**Quoted passage:**
☆ ☆ ☆ ☆

# Related to Turgon?



## Inderjit S (Jul 27, 2005)

The following point is taken from another post I made some time ago, regarding Voronwë and how he could be related to Turgon, as he claims he is, but it was only a small point in a much larger thread and wasn't discussed in depth, though it would be nice to see what people think about it.

'Voronwë', friend of Tuor is a possible Finwëan. He tells Tuor that he holds kinship with Turgon, king of Gondolin. His mother is a unnamed Sindarin lady who is related to Círdan. His father's name is 'Aranwë'. 'Aran' is Sindarin for 'King' whilst the 'wë' suffix is said to be C.E for 'person'. So could the name 'Aranwë' imply some kind of royal lineage? Could Aranwë be the son of Lalwen? Of course when Of Tuor and His Coming to Gondolin was written the charcter of 'Lalwen' didn't exist, Finwë had no daughters. Could he be related to Turgon's wife, Elenwë. Of course Elenwë was a Vanya and Voronwë a Ñoldor but his father may have been half-Vanya and inter-marriages did take place between Vanya and Ñoldor. Or maybe he was related to Anairë?

And in "Last Writings" Glorfindel is said to be a relative of Turgon-how do you think he was related to him?


----------



## baragund (Aug 1, 2005)

Inder, do you hear that whooshing sound? It is the sound of the subject material going over my head and leaving me in the dust...  

Sorry, I can't help you because I haven't made my way to Tolkien's last writings yet. But if you point me to where this is mentioned, I'll review it and give you my two cents...


----------



## Thorondor_ (Aug 1, 2005)

Voronwe, "son of Aranwe, of Gondolin" appears in Silmarillion (of the fifth battle, Nirnaeth Arnoediad) as being sent by Turgon to sail to the valar to ask for help.

☆ ☆ ☆ ☆

**Dataset extract:**
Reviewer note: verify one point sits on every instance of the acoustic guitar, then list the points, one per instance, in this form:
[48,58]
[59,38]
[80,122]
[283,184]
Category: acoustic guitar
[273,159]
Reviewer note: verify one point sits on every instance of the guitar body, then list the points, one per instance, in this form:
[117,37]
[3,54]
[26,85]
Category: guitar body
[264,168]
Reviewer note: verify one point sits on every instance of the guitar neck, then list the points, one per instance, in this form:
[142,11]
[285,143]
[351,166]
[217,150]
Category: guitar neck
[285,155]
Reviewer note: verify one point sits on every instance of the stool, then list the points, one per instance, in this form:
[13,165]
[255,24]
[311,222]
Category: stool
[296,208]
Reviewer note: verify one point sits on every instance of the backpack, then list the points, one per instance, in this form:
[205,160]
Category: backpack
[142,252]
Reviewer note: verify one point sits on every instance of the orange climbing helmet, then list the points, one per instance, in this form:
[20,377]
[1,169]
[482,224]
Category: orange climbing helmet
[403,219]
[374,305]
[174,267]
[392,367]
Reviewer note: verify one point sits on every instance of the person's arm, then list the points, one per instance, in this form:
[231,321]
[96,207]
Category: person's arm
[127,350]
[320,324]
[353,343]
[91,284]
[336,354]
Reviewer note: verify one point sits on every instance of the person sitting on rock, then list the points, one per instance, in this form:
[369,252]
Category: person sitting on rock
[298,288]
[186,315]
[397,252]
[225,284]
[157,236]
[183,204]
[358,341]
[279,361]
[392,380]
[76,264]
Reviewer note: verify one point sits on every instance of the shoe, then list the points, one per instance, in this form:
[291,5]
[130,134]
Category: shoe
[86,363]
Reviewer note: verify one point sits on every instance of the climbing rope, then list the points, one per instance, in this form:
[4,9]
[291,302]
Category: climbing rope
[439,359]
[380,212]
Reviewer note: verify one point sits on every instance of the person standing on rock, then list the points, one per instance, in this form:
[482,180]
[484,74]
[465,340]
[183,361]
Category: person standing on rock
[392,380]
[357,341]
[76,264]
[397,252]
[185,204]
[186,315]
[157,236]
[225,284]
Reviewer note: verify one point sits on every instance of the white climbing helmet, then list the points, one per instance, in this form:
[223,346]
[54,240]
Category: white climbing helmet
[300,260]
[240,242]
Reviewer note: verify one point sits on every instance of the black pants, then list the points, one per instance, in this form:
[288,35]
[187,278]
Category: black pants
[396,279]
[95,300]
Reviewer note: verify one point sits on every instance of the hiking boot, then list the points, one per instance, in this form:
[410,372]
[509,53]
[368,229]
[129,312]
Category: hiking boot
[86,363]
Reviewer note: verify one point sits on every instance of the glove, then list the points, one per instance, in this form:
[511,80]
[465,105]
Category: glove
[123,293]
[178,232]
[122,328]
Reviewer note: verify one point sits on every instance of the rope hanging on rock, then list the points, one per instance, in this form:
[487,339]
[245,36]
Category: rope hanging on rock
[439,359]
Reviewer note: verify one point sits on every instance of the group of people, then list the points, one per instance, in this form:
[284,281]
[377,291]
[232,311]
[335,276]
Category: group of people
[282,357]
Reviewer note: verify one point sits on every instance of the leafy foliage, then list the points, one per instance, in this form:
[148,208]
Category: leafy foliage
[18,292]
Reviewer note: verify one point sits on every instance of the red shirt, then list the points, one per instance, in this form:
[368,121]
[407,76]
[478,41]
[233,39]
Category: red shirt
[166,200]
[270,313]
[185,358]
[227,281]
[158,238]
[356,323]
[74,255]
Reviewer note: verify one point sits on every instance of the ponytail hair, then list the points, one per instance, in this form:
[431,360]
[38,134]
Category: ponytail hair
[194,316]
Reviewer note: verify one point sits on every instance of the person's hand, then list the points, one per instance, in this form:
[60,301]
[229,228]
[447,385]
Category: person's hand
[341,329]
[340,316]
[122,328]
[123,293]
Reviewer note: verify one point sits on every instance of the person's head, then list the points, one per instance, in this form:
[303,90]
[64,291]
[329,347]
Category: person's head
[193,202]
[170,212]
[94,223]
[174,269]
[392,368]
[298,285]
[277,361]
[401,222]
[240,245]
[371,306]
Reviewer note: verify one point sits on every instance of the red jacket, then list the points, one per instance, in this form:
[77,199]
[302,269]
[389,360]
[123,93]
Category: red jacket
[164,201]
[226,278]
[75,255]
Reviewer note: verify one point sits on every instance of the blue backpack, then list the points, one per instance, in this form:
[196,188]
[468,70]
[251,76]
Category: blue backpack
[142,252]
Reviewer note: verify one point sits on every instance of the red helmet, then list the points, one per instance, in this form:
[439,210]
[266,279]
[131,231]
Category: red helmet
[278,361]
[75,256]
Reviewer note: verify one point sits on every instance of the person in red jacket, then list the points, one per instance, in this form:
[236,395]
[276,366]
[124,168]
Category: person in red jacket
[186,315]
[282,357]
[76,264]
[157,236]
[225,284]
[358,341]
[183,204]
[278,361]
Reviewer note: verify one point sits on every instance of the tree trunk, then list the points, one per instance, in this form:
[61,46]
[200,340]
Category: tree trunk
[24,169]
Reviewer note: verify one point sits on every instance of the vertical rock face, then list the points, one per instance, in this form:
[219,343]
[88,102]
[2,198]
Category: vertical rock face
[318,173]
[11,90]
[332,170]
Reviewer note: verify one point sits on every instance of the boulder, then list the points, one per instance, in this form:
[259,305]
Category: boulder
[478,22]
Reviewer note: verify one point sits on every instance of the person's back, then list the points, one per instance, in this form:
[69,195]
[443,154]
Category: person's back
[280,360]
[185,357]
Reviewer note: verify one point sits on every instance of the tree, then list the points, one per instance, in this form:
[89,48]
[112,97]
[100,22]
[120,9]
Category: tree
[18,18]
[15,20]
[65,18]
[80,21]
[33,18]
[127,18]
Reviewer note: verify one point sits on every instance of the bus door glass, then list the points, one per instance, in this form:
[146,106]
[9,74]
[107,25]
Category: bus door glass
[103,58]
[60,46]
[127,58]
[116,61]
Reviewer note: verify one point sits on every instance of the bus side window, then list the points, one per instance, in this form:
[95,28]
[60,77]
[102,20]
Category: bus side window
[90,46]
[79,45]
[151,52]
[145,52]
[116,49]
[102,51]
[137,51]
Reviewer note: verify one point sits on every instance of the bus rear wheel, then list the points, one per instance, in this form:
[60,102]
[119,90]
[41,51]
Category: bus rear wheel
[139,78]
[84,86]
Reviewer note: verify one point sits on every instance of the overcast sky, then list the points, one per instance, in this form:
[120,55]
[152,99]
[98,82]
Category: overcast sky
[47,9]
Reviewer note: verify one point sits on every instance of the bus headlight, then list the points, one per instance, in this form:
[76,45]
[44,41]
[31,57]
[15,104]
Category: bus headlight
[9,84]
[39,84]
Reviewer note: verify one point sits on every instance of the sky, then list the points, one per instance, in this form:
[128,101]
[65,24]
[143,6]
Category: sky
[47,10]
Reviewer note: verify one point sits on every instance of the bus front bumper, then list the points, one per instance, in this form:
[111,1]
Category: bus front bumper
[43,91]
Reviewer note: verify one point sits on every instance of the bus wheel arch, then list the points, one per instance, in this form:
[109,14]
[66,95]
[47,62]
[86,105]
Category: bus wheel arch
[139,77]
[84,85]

☆ ☆ ☆ ☆

**Tasks to complete:**
1: Decide whether each statement agrees with the forum thread on Voronwë and Turgon, answering yes or no and quoting the deciding words: (a) Voronwë's mother is related to Círdan; (b) Elenwë was one of the Ñoldor; (c) baragund has already read Tolkien's last writings.
2: Reproduce the passage of the forum thread on Voronwë and Turgon from "Sorry, I can't" up to and including "ask for help.".

**Solutions to each task:**
1:
(a) Yes: "His mother is a unnamed Sindarin lady who is related to Círdan."
(b) No: "Of course Elenwë was a Vanya and Voronwë a Ñoldor"
(c) No: "I haven't made my way to Tolkien's last writings yet."

2:
Sorry, I can't help you because I haven't made my way to Tolkien's last writings yet. But if you point me to where this is mentioned, I'll review it and give you my two cents...


----------



## Thorondor_ (Aug 1, 2005)

Voronwe, "son of Aranwe, of Gondolin" appears in Silmarillion (of the fifth battle, Nirnaeth Arnoediad) as being sent by Turgon to sail to the valar to ask for help.